§ **Given records**
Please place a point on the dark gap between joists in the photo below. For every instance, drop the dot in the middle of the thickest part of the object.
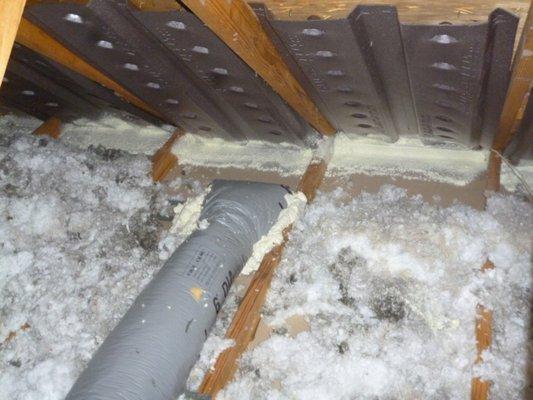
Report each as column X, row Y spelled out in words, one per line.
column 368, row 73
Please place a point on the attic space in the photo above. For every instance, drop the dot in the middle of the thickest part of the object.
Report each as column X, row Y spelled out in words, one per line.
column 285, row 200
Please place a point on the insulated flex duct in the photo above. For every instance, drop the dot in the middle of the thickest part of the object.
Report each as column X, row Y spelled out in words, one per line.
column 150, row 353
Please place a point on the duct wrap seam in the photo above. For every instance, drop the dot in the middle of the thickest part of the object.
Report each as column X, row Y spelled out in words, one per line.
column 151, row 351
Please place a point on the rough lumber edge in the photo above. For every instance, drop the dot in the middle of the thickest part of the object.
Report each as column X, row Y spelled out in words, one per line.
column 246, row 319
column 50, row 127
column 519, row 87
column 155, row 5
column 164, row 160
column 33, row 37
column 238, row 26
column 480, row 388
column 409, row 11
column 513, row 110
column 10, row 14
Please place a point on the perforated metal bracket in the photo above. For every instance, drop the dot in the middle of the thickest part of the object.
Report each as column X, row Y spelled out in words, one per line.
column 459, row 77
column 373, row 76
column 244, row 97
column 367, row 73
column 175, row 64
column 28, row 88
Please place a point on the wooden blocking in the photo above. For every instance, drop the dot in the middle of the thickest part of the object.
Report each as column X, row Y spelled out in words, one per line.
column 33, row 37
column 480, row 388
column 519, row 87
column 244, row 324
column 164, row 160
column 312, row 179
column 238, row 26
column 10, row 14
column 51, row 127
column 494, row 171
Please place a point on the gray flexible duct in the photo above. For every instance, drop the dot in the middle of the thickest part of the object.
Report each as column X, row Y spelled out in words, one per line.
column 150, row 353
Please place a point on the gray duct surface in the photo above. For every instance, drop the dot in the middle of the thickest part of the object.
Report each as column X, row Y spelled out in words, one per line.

§ **Goal**
Turn the records above into a numbered list, one item per line, with blank lines dropped and the picture left out.

§ **Expected output**
1. Please place a point on the dark gap between joists in the photo below. For every instance, drop the dot in the middle of the thickest part of the object.
2. Report each as column X, row Y spelled out in words, one per line.
3. column 368, row 73
4. Please place a point on the attic space in the photo above. For every instance, drop the dot in the middle of the thickest part of the object.
5. Report each as column X, row Y spelled out in words, one per line.
6. column 285, row 200
7. Please place a point on the insulated flex duct in the photo above. For every instance, drop the dot in the middle of the thickest part of the object.
8. Report each as column X, row Y spelled out in words, one per line.
9. column 150, row 353
10. Please place a point on the duct wrap seam in the photo above. For every instance, drop the dot in the middle of the thickest part of the object.
11. Report each as column X, row Y spelled out in words, one per line.
12. column 151, row 351
13. Please place a point on the rough lumber edge in the photo above. For every instance, drop the dot in the middle of the thickest part of the object.
14. Report each as column X, row Y spelled out in words, one per line.
15. column 246, row 319
16. column 50, row 127
17. column 519, row 87
18. column 155, row 5
19. column 164, row 160
20. column 33, row 37
21. column 238, row 26
22. column 480, row 388
23. column 409, row 11
24. column 513, row 110
25. column 10, row 14
26. Please place a point on the perforated metal bracket in the photo above. For every instance, drop the dot in the middle of the thickest part of the object.
27. Report each as column X, row Y spelled out in words, one per line.
28. column 459, row 77
29. column 373, row 76
30. column 244, row 97
31. column 367, row 73
32. column 175, row 64
33. column 28, row 88
34. Please place a point on the wooden blocking in the photo above. For every instance, drop the dot in the middle of the thickest part of the object.
35. Report each as column X, row Y spelled out in words, one per line.
36. column 33, row 37
37. column 480, row 388
38. column 519, row 87
39. column 244, row 324
40. column 164, row 160
41. column 312, row 179
42. column 238, row 26
43. column 10, row 14
44. column 51, row 127
45. column 494, row 171
46. Please place a point on the gray flexible duct in the photo above. For every instance, drop the dot in the middle of the thickest part of the object.
47. Report each as column X, row Y spelled out in words, one per line.
48. column 150, row 353
49. Please place a point on the gray duct surface in the photo above. For every instance, drop the dot in the middle of the thickest part of the object.
50. Report each as column X, row Y spelled out in words, one per line.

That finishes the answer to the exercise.